▶ _TASK DETAILS_: Give only the lines from the one containing "Can you see the pink" through the end of the material below, exactly as written.
* begin *
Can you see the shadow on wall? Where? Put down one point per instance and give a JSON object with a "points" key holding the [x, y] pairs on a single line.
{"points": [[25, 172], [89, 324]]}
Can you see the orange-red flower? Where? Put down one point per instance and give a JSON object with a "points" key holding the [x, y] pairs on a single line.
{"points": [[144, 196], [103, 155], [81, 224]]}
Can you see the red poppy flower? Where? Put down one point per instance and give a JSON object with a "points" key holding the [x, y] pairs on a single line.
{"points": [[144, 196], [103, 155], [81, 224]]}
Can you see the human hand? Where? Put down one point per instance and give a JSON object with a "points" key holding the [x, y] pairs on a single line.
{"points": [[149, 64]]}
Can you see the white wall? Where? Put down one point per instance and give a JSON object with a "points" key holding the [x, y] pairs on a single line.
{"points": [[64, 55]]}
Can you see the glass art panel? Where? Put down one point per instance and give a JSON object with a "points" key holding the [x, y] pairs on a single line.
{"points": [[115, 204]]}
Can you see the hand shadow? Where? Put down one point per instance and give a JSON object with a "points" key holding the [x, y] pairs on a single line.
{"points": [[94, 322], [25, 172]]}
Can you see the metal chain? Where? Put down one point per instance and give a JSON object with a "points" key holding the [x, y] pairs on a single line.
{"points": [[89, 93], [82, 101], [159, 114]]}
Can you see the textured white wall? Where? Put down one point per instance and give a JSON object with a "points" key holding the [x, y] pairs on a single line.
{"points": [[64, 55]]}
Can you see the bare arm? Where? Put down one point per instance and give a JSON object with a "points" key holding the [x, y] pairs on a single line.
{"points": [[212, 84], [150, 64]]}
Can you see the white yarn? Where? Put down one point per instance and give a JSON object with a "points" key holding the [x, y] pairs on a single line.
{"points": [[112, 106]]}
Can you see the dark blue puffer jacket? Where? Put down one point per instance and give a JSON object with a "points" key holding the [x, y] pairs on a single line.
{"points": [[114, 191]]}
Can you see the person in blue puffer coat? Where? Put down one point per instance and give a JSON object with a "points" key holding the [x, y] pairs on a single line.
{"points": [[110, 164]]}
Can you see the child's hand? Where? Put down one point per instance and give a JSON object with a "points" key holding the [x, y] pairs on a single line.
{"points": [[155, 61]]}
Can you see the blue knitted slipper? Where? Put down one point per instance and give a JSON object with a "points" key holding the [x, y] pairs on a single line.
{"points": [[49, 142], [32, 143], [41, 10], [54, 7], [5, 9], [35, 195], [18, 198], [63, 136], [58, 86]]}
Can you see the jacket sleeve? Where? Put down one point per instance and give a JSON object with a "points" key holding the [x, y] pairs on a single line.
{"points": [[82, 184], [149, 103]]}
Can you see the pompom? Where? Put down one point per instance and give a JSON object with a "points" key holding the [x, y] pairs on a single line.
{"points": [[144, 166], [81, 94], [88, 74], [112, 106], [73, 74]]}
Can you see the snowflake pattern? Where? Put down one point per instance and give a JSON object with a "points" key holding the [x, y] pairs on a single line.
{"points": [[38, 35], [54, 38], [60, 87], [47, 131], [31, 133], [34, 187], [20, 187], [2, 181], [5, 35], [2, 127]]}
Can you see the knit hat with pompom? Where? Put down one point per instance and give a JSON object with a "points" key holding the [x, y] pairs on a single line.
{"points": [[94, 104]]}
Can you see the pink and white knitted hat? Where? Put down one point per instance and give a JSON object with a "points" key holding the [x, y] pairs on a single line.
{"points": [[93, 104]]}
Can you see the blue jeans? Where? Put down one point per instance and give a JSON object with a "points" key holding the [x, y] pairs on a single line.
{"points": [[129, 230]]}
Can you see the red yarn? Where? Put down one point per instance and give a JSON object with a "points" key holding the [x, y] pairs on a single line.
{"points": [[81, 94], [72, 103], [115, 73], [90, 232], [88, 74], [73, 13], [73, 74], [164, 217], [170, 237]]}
* end *
▶ _EXERCISE RESPONSE_:
Can you see the pink and white knitted hat? Where? Put down one point per instance and give a JSON object with a "points" key holding the [x, y] pairs on a single line.
{"points": [[93, 104]]}
Can you see the blue jeans? Where? Put down one point per instance and give a JSON object with a "points" key holding the [x, y] pairs on a single line.
{"points": [[129, 230]]}
Can you see the red yarn? Where? Put down one point per instance and give a JSON object with a "points" key holding the [x, y] pairs on a single line.
{"points": [[81, 94], [72, 103], [115, 73], [90, 232], [88, 74], [73, 13], [73, 74], [164, 217], [170, 237]]}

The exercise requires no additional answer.